GIVEN REQUEST →
Pull out every line in the records below that contains the string "grass".

(Records from a dataset)
········

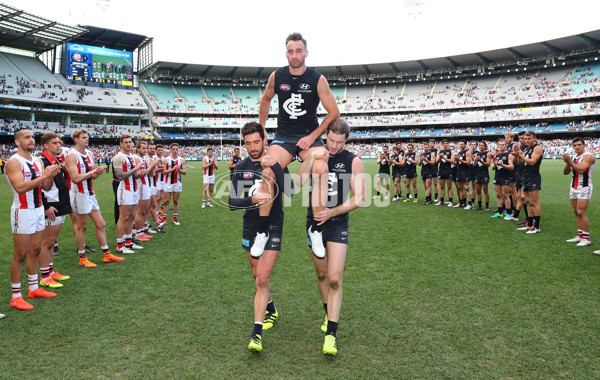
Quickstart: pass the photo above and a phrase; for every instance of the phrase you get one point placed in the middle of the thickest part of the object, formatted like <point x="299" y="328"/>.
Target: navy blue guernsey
<point x="235" y="160"/>
<point x="446" y="156"/>
<point x="531" y="170"/>
<point x="502" y="172"/>
<point x="480" y="168"/>
<point x="340" y="173"/>
<point x="298" y="102"/>
<point x="246" y="180"/>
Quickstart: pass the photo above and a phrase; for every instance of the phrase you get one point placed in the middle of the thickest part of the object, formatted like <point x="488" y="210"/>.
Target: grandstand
<point x="36" y="93"/>
<point x="552" y="87"/>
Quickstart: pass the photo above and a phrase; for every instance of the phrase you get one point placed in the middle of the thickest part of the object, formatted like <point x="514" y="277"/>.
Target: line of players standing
<point x="60" y="183"/>
<point x="468" y="169"/>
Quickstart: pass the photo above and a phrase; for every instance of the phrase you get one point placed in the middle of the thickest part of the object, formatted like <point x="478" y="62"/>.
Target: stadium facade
<point x="59" y="77"/>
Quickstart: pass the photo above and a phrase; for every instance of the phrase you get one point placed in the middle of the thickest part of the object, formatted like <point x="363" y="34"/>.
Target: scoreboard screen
<point x="97" y="64"/>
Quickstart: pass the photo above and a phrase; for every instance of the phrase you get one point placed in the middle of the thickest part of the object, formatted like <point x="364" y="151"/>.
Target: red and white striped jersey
<point x="144" y="180"/>
<point x="174" y="176"/>
<point x="210" y="170"/>
<point x="30" y="170"/>
<point x="582" y="179"/>
<point x="85" y="164"/>
<point x="157" y="176"/>
<point x="130" y="182"/>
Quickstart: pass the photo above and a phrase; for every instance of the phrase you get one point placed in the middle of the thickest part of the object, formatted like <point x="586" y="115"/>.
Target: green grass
<point x="429" y="292"/>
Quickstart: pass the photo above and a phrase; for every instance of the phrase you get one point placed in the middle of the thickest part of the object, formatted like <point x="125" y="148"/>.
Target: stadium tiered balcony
<point x="26" y="78"/>
<point x="164" y="96"/>
<point x="195" y="99"/>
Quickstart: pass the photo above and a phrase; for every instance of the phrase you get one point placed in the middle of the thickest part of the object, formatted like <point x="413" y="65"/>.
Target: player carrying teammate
<point x="299" y="90"/>
<point x="346" y="174"/>
<point x="245" y="194"/>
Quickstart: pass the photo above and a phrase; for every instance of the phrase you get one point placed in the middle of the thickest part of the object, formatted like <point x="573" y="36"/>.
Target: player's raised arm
<point x="183" y="167"/>
<point x="265" y="103"/>
<point x="330" y="105"/>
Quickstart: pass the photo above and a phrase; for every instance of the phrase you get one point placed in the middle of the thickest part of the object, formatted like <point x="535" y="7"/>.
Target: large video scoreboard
<point x="96" y="64"/>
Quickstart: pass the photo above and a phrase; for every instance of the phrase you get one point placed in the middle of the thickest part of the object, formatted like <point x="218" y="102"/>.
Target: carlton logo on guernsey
<point x="582" y="179"/>
<point x="85" y="164"/>
<point x="30" y="170"/>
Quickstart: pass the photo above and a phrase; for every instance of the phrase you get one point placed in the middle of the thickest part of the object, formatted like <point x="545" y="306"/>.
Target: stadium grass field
<point x="429" y="292"/>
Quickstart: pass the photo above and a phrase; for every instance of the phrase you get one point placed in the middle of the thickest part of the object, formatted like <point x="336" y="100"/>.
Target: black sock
<point x="331" y="328"/>
<point x="263" y="224"/>
<point x="257" y="330"/>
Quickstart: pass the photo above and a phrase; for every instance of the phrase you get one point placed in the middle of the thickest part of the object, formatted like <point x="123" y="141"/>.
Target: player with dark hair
<point x="445" y="159"/>
<point x="427" y="161"/>
<point x="234" y="160"/>
<point x="509" y="138"/>
<point x="174" y="168"/>
<point x="57" y="206"/>
<point x="27" y="176"/>
<point x="434" y="183"/>
<point x="582" y="166"/>
<point x="410" y="162"/>
<point x="209" y="165"/>
<point x="246" y="195"/>
<point x="383" y="175"/>
<point x="125" y="170"/>
<point x="503" y="165"/>
<point x="299" y="89"/>
<point x="80" y="165"/>
<point x="463" y="173"/>
<point x="346" y="174"/>
<point x="531" y="157"/>
<point x="482" y="159"/>
<point x="396" y="160"/>
<point x="518" y="173"/>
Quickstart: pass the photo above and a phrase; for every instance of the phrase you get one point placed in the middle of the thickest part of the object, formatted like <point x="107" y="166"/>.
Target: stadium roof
<point x="561" y="48"/>
<point x="110" y="38"/>
<point x="22" y="30"/>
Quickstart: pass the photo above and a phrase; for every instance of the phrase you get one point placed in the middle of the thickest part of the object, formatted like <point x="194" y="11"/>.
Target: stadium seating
<point x="27" y="77"/>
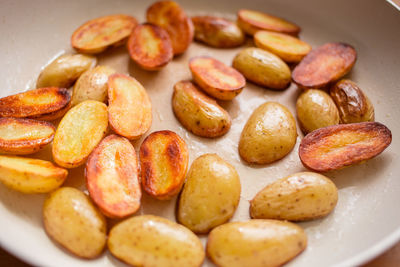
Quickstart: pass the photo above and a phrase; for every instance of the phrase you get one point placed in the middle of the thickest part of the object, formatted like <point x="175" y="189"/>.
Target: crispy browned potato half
<point x="252" y="21"/>
<point x="43" y="104"/>
<point x="170" y="16"/>
<point x="324" y="65"/>
<point x="97" y="34"/>
<point x="24" y="136"/>
<point x="217" y="32"/>
<point x="129" y="106"/>
<point x="342" y="145"/>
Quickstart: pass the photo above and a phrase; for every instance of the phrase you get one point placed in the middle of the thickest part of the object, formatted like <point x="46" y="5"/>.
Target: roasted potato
<point x="129" y="106"/>
<point x="148" y="240"/>
<point x="256" y="243"/>
<point x="269" y="134"/>
<point x="338" y="146"/>
<point x="171" y="17"/>
<point x="324" y="65"/>
<point x="79" y="132"/>
<point x="262" y="68"/>
<point x="299" y="197"/>
<point x="72" y="220"/>
<point x="210" y="195"/>
<point x="217" y="32"/>
<point x="197" y="112"/>
<point x="112" y="177"/>
<point x="97" y="34"/>
<point x="65" y="70"/>
<point x="164" y="160"/>
<point x="216" y="78"/>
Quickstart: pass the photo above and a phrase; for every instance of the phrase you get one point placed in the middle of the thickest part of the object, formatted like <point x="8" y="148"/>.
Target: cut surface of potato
<point x="216" y="78"/>
<point x="97" y="34"/>
<point x="342" y="145"/>
<point x="150" y="46"/>
<point x="171" y="17"/>
<point x="324" y="65"/>
<point x="129" y="106"/>
<point x="79" y="132"/>
<point x="30" y="175"/>
<point x="164" y="160"/>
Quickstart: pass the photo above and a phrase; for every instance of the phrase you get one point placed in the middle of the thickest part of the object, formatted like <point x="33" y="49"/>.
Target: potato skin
<point x="199" y="113"/>
<point x="148" y="240"/>
<point x="299" y="197"/>
<point x="213" y="177"/>
<point x="269" y="134"/>
<point x="256" y="243"/>
<point x="164" y="159"/>
<point x="72" y="220"/>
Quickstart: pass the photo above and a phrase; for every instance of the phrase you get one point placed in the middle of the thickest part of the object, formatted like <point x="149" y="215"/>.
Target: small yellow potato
<point x="299" y="197"/>
<point x="152" y="241"/>
<point x="269" y="134"/>
<point x="255" y="243"/>
<point x="92" y="85"/>
<point x="262" y="68"/>
<point x="287" y="47"/>
<point x="129" y="107"/>
<point x="79" y="132"/>
<point x="210" y="195"/>
<point x="316" y="109"/>
<point x="30" y="176"/>
<point x="199" y="113"/>
<point x="65" y="70"/>
<point x="72" y="220"/>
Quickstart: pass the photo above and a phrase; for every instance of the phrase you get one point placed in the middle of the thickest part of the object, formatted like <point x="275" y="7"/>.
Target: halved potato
<point x="24" y="136"/>
<point x="164" y="160"/>
<point x="30" y="175"/>
<point x="252" y="21"/>
<point x="171" y="17"/>
<point x="324" y="65"/>
<point x="43" y="104"/>
<point x="97" y="34"/>
<point x="342" y="145"/>
<point x="129" y="106"/>
<point x="216" y="78"/>
<point x="150" y="46"/>
<point x="79" y="132"/>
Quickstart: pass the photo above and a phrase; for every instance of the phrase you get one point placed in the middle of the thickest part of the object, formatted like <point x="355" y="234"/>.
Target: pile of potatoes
<point x="105" y="111"/>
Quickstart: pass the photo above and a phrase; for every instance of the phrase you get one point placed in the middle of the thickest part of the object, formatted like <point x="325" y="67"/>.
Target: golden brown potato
<point x="171" y="17"/>
<point x="129" y="106"/>
<point x="252" y="21"/>
<point x="288" y="48"/>
<point x="256" y="243"/>
<point x="148" y="240"/>
<point x="299" y="197"/>
<point x="197" y="112"/>
<point x="95" y="35"/>
<point x="262" y="68"/>
<point x="342" y="145"/>
<point x="216" y="78"/>
<point x="150" y="47"/>
<point x="352" y="103"/>
<point x="79" y="132"/>
<point x="65" y="70"/>
<point x="324" y="65"/>
<point x="164" y="160"/>
<point x="210" y="195"/>
<point x="112" y="177"/>
<point x="269" y="134"/>
<point x="217" y="32"/>
<point x="313" y="102"/>
<point x="72" y="220"/>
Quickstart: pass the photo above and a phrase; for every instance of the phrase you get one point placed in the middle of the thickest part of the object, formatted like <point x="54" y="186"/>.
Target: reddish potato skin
<point x="318" y="151"/>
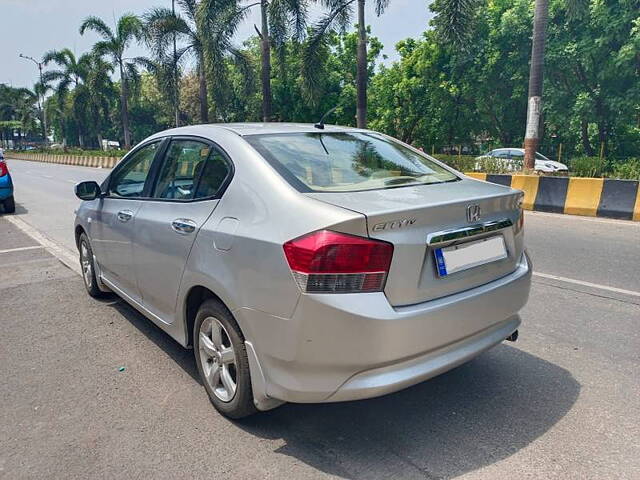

········

TASK RESPONSE →
Target: green grass
Target: stadium grass field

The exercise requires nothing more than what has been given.